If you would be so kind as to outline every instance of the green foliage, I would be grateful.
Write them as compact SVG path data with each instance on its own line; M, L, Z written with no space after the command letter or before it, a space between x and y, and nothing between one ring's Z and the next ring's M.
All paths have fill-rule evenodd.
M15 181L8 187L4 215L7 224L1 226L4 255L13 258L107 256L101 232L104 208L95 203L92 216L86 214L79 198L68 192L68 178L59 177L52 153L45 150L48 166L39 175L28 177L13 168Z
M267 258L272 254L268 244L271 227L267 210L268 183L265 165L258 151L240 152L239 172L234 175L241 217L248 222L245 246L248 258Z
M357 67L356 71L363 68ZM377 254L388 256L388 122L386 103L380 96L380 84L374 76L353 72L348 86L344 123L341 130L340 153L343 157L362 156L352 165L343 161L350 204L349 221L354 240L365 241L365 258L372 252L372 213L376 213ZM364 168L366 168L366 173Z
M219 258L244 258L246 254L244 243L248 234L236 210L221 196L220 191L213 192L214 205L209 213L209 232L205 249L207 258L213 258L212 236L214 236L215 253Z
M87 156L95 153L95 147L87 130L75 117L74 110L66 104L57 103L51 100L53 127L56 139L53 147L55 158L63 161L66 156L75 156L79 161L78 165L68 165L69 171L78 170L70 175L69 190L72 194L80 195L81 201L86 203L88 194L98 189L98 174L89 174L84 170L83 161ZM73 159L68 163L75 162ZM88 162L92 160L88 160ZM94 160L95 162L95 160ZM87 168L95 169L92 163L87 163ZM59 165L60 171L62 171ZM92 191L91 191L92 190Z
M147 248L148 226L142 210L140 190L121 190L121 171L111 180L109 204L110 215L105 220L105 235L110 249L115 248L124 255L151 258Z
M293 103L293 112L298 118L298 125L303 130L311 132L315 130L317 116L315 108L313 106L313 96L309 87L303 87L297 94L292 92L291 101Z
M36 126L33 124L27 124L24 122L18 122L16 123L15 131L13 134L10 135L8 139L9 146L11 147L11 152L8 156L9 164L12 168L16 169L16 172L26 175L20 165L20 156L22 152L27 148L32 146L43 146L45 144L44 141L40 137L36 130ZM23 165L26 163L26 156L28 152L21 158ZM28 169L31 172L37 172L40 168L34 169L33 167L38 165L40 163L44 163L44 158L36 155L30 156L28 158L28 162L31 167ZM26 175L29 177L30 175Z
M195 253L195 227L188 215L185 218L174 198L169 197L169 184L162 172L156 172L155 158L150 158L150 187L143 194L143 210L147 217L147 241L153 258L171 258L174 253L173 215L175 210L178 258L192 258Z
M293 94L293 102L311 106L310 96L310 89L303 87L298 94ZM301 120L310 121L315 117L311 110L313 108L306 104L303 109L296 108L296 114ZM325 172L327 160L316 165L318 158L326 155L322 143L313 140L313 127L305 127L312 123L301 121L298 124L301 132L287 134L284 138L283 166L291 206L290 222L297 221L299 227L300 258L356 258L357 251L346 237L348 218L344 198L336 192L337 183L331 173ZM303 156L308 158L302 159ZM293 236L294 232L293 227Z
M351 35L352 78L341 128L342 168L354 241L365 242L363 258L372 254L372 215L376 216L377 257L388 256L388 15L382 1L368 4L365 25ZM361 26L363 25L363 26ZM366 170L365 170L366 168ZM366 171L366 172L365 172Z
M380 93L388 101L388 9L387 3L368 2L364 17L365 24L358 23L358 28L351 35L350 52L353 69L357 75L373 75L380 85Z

==

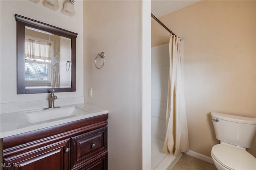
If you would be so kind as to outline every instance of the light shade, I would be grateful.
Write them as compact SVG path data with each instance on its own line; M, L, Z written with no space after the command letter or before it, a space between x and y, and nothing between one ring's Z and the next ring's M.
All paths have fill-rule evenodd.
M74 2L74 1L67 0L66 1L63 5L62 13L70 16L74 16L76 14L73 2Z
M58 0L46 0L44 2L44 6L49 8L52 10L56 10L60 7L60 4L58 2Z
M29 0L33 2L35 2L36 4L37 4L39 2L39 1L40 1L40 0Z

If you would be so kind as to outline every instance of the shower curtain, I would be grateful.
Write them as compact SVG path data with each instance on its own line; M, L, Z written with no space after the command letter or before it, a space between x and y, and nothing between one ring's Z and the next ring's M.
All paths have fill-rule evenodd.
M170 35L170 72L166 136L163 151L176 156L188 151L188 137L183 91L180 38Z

• REQUIREMENTS
Put the data from the line containing "curtain, I would be grateful." to the line containing "M170 35L170 72L166", both included, into a Markdown table with the columns No. and Line, giving each line its row number and leaving out blank lines.

• SOLUTION TO THIS EXERCISE
| No. | Line |
|---|---|
| 1 | If you would be so kind as to outline every instance of the shower curtain, I would be grateful. |
| 2 | Write them as compact SVG path data with each instance on its own line; M, L, Z written with no space after the command letter or before it, a space between x and y, and nothing between one ring's Z and the next ring's M. |
| 3 | All paths have fill-rule evenodd. |
| 4 | M170 35L170 72L166 136L163 151L176 156L188 151L188 137L183 91L180 38Z |